**WHAT IS EXPECTED:** Copy out, word for word, the full passage below on private equity benchmarks for public pension funds.

**TEXT EXTRACT:**
Should the spread be 300 or 500 basis points? In a deflationary world, I would argue that many public pension funds praying for an alternatives miracle that is unlikely to happen will be lucky to get 300 basis points over the S&P 500 in their private equity portfolio over the next ten years. To their credit, CalPERS has updated their statement of investment policy for benchmarks, something all public pension funds, especially the ones in Canada should be doing (don't hold your breath!).
On the issue of benchmarks in private equity, Andy Moysiuk shared these words of wisdom with me:
I tend to be a bit more diplomatic than you have suggested in regards to benchmarks. Public index based benchmarks tend to direct activities towards more cyclical investments that move in sympathy to the public markets, defeating some of the purposes of having private equity be a lower correlation investment activity in an overall equities mix.

**AVAILABLE DATA:**
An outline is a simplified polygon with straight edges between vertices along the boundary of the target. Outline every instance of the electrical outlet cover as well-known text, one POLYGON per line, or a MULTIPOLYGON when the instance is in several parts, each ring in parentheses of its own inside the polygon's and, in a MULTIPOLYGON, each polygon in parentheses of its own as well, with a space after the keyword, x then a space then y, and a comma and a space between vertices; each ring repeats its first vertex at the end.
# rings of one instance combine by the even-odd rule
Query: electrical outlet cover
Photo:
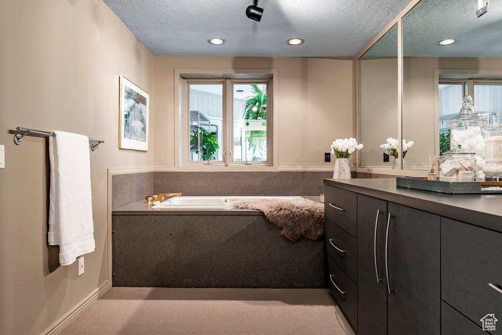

**RESULT OF THE TASK:**
Should the spread be 300 or 500 basis points? In a deflationary world, I would argue that many public pension funds praying for an alternatives miracle that is unlikely to happen will be lucky to get 300 basis points over the S&P 500 in their private equity portfolio over the next ten years. To their credit, CalPERS has updated their statement of investment policy for benchmarks, something all public pension funds, especially the ones in Canada should be doing (don't hold your breath!).
On the issue of benchmarks in private equity, Andy Moysiuk shared these words of wisdom with me:
I tend to be a bit more diplomatic than you have suggested in regards to benchmarks. Public index based benchmarks tend to direct activities towards more cyclical investments that move in sympathy to the public markets, defeating some of the purposes of having private equity be a lower correlation investment activity in an overall equities mix.